=== Given text ===
Human capital, as well as the scientific and technological advances achieved by Cuba in certain specialties, is the nation’s main economic asset. The lack of an internal labor market that can utilize it properly has led to the emigration of many professionals or the degradation of their qualifications, as they switch to better-paid jobs in other sectors.
Relations with the United States, where the so-called “industry of knowledge” is the largest in the world and constitutes a priority among its strategic lines of development, offers opportunities for the utilization in Cuba of this human capital and the sale of national products with a high added value not only in the U.S. market but also on an international scale.
The same can happen with the sale of medical services and other specialties — today one of the main sources of income — that, freed from the bindings and connotations imposed by U.S. policy, can find markets in a broader range of countries.
Besides, relations serve for the profitable utilization of this Cuban potential (with humanitarian purposes) worldwide and offers advantages for the health security of both countries. Agreements have already been signed on this subject and various instruments of collaboration are being explored.
Cultural exchanges with the United States and its possible ramifications to other countries can not only contribute to the spread of Cuban culture in the world but also constitute another line of exports that Cuba can exploit under quite advantageous conditions, given the recognized quality of these products.
=== Information shown ===
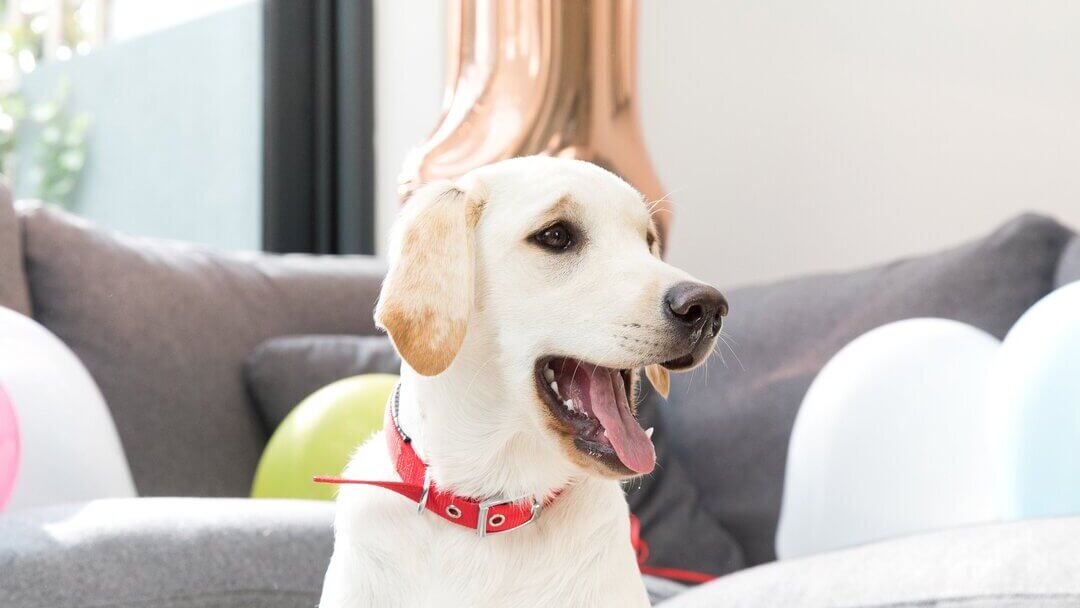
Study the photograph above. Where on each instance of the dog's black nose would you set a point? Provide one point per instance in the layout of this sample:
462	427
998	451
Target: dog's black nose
694	305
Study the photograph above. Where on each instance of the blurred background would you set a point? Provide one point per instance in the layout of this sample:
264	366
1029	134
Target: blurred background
851	132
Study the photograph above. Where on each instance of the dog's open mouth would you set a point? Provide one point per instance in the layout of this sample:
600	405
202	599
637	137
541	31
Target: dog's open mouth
593	403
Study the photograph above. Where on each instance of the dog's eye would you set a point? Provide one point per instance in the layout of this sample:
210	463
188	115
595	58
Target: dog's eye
556	237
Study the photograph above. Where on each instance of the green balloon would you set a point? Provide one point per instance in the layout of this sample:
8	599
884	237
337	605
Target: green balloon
319	436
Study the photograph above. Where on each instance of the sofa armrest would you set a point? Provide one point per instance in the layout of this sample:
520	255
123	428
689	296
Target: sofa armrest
1023	564
166	552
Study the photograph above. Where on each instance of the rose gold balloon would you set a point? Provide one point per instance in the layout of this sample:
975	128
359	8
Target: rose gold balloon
540	77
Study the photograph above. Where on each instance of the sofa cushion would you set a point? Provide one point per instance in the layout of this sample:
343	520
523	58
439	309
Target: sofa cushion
733	423
678	531
1068	270
175	553
164	329
13	289
284	370
1024	564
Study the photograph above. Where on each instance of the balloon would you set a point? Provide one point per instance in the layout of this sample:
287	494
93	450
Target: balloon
892	438
319	436
69	447
1035	396
9	447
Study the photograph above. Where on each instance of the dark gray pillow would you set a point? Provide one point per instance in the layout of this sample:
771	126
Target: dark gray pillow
164	328
282	372
733	423
1068	270
678	531
13	291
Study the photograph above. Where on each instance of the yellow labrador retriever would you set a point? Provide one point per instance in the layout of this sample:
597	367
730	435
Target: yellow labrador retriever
524	300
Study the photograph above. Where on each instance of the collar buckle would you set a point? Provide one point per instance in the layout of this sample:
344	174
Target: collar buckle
485	507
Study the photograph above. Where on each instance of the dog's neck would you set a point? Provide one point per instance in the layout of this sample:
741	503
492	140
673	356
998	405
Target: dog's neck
473	444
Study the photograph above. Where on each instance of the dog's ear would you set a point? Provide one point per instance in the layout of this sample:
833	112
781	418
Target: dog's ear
659	378
428	293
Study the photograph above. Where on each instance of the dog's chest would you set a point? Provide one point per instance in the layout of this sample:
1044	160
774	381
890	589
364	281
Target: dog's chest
577	553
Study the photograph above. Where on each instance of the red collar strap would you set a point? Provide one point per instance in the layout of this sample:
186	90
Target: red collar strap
498	516
486	517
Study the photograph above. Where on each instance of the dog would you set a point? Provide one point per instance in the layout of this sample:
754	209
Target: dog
524	299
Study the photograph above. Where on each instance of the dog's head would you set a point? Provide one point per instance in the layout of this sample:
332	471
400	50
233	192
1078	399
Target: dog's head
553	267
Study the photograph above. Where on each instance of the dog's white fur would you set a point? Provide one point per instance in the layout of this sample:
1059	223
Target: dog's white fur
471	304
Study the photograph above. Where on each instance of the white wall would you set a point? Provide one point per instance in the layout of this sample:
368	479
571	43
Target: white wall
175	145
409	68
807	135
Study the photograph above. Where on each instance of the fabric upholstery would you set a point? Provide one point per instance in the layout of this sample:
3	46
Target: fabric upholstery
164	328
1068	270
284	370
166	553
13	289
1020	565
733	423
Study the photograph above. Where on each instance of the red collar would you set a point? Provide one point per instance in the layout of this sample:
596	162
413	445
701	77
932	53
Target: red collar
500	516
416	485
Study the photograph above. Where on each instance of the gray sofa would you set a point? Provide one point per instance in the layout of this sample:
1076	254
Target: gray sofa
166	328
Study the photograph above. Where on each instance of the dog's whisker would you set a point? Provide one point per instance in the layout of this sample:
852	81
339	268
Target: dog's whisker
733	353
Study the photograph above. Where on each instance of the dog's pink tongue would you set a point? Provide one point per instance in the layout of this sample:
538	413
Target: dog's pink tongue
608	400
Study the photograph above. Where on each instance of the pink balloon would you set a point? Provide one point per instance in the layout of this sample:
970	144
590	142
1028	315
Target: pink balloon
9	447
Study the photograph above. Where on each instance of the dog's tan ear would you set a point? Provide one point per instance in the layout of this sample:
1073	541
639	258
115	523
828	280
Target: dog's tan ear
428	293
659	378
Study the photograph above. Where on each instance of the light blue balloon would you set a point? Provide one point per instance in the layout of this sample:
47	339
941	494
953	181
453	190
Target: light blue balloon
1035	396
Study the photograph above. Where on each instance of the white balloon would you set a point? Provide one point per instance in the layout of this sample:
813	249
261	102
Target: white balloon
70	450
1035	394
892	438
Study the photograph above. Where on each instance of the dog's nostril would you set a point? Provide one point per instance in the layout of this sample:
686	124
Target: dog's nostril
693	304
692	314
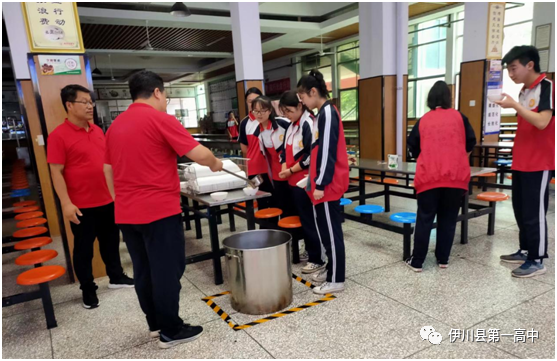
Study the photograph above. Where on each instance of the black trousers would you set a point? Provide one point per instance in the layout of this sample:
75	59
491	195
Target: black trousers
530	202
158	253
328	220
282	195
96	223
304	209
445	204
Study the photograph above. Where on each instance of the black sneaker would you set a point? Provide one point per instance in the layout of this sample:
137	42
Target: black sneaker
90	299
123	282
188	333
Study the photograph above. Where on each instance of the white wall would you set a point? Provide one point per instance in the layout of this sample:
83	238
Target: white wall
544	13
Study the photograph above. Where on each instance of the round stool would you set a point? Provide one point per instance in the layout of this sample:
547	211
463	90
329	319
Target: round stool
36	257
32	243
25	204
30	232
28	215
33	222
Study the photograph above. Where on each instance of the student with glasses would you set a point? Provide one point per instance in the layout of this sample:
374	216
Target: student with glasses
76	151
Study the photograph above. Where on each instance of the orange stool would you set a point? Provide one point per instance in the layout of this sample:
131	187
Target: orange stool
32	243
30	232
268	213
293	222
35	258
25	204
492	198
38	276
27	209
243	205
31	222
28	215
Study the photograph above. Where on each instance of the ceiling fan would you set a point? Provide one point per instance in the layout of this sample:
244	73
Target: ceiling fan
322	52
146	46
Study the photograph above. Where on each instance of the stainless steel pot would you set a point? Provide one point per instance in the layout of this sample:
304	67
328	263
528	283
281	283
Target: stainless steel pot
259	271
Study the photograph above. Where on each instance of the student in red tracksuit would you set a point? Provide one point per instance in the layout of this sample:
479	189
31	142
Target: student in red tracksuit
533	158
249	142
441	141
328	179
296	158
232	126
271	133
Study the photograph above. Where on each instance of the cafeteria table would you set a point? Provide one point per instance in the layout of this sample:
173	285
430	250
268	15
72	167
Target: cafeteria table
403	173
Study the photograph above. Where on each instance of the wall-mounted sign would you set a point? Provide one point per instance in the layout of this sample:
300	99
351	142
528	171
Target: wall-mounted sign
59	64
496	23
494	87
53	27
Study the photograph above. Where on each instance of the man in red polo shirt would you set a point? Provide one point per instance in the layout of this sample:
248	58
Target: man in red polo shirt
533	157
76	157
141	170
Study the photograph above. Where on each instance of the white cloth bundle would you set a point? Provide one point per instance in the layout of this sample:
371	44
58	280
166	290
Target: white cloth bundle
196	171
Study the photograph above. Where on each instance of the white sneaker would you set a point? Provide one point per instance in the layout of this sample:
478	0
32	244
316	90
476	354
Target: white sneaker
321	276
312	267
329	287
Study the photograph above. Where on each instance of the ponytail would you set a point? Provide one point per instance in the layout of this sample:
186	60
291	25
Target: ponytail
313	80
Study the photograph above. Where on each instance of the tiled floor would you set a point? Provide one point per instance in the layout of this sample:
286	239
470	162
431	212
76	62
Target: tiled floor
378	316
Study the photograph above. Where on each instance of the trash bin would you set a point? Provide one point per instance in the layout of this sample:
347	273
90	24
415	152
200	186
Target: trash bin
259	271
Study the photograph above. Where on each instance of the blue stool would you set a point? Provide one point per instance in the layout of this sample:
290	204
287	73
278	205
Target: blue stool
344	202
501	164
406	218
368	210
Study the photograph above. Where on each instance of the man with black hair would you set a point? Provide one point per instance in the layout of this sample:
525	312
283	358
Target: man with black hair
141	171
533	157
76	150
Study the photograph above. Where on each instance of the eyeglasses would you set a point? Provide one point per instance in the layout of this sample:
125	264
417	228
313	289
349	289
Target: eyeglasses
85	102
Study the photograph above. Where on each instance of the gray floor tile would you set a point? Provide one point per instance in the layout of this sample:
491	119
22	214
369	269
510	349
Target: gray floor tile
537	314
347	327
462	295
218	341
25	336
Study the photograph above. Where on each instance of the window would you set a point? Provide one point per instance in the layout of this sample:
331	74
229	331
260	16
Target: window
518	31
201	100
185	111
427	43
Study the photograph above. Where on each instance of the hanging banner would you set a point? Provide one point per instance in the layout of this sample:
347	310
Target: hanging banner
53	27
60	64
494	91
496	23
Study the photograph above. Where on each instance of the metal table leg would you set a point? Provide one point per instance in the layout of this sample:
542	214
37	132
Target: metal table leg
215	246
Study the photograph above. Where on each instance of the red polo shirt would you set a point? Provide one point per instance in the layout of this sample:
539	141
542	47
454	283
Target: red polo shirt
142	147
534	149
81	152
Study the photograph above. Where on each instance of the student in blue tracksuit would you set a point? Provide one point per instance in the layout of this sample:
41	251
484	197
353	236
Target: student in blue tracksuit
328	179
295	160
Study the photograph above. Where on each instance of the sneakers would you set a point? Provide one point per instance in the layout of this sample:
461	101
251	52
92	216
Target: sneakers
123	282
529	269
188	333
517	257
320	276
312	267
329	287
90	299
408	262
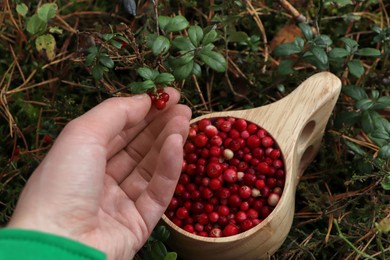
===
What the task asks
Please condense the paragraph that begins "Human capital, as well as" in the text on Cuba's relations with the United States into a short bulleted list that keeps its main facts.

Exercise solution
- Cuba's main economic asset is its human capital, together with its scientific and technological advances in certain specialties.
- Cuba lacks an internal labor market that can make proper use of this capital.
- Because of this, many professionals have emigrated, or their qualifications have degraded as they moved to better-paid jobs in other sectors.